What is required: Please collect every line of the data below that contains the word "white" and copy each line in full.

• • • • • • •

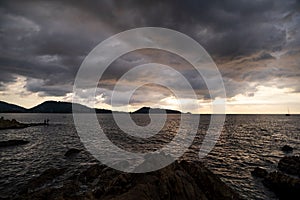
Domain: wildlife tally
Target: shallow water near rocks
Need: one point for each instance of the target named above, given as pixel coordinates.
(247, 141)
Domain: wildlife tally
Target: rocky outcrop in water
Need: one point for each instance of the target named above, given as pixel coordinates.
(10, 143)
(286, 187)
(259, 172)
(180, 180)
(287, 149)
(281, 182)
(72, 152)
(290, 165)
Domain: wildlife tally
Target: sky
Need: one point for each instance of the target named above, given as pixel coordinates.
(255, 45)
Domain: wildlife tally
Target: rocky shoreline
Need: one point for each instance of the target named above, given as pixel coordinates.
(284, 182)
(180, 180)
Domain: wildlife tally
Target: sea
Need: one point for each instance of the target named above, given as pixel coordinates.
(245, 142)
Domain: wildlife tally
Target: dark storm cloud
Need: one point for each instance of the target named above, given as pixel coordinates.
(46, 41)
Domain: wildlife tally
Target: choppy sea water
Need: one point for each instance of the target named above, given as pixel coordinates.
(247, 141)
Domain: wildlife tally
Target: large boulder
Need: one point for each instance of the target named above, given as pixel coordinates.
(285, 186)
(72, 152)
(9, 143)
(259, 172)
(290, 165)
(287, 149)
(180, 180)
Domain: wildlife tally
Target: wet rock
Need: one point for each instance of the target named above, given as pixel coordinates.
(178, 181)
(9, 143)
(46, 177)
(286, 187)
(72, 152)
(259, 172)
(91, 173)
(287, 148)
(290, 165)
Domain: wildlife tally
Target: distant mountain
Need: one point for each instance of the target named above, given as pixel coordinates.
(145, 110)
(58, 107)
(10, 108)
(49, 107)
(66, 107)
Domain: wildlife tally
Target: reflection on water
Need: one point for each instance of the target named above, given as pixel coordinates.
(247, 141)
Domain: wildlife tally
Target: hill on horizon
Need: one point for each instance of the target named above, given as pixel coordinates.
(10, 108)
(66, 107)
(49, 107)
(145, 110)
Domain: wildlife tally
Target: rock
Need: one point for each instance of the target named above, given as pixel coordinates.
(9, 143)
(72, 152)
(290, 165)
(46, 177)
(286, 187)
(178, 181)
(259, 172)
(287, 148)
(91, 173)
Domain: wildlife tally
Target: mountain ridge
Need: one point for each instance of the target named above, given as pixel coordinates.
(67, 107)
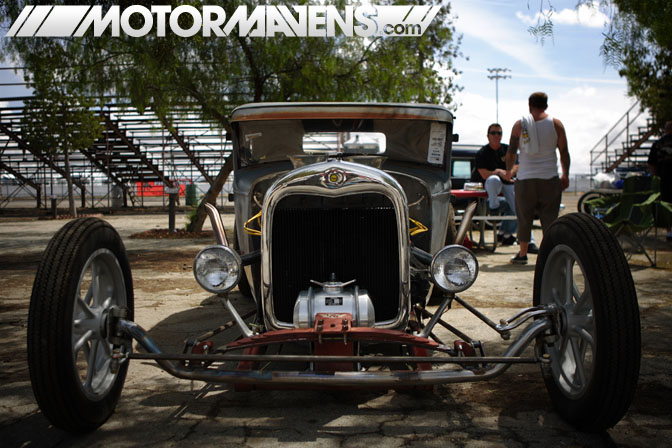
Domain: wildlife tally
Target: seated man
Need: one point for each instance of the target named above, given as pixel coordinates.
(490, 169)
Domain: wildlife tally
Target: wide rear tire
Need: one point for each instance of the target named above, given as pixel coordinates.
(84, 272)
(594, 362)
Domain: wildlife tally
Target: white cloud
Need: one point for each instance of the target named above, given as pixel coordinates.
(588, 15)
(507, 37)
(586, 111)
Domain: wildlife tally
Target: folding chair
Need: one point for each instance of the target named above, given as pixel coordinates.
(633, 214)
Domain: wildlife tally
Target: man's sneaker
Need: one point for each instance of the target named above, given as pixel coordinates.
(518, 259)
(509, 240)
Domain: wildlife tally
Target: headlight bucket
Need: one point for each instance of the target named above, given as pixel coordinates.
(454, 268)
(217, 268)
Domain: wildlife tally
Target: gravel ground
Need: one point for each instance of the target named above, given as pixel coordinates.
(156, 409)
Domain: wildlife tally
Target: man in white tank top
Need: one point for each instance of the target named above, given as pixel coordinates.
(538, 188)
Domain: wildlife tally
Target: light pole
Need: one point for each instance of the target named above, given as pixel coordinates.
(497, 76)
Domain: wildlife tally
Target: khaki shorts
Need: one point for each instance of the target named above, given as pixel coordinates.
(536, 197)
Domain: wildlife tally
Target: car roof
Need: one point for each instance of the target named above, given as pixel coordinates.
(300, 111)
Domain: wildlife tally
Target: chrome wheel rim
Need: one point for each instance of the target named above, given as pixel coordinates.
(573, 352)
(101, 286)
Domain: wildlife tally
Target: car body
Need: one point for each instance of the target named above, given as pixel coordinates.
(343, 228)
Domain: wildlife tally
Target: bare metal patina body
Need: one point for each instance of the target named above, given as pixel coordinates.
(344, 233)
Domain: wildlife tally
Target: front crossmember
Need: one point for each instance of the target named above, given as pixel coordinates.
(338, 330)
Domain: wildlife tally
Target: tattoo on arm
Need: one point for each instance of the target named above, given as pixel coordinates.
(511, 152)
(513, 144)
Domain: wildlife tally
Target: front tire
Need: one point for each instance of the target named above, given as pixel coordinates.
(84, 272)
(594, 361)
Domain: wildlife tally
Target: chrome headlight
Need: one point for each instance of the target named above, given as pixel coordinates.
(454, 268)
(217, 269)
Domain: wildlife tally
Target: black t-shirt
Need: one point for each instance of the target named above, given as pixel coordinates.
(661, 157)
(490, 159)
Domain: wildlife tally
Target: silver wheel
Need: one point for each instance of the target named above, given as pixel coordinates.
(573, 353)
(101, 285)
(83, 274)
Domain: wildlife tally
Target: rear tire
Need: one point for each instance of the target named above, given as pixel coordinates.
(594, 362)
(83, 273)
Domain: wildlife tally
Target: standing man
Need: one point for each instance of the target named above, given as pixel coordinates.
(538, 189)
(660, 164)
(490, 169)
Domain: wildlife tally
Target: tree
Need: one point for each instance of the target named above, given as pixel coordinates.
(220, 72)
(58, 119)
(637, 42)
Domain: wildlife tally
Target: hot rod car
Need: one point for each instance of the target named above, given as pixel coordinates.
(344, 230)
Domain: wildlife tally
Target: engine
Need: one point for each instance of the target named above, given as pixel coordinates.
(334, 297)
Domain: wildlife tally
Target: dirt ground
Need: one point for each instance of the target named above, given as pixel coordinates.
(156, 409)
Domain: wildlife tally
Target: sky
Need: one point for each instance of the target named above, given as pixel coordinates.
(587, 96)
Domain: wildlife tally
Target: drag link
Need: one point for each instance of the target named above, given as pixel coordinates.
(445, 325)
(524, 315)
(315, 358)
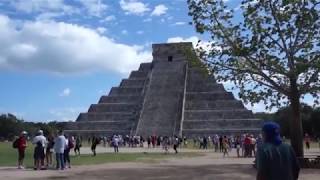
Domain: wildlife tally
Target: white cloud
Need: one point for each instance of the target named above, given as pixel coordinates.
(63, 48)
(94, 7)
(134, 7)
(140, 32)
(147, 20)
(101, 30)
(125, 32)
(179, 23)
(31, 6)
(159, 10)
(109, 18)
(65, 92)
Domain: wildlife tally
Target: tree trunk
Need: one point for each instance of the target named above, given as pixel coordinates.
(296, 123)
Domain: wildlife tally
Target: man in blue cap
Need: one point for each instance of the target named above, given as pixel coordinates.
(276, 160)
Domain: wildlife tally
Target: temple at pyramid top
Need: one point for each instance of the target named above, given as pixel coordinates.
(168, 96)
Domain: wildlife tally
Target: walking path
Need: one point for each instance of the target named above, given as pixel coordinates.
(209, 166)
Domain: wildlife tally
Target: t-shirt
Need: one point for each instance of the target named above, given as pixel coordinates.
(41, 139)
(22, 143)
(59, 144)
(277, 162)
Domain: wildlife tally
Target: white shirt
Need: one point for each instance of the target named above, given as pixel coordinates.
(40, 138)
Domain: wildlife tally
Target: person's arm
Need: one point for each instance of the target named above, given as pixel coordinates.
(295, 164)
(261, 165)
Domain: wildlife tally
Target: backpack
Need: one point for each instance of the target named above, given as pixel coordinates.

• • • • • • •

Answer for this exercise:
Target: white cloud
Target: man in white tank top
Target: white cloud
Target: white shirt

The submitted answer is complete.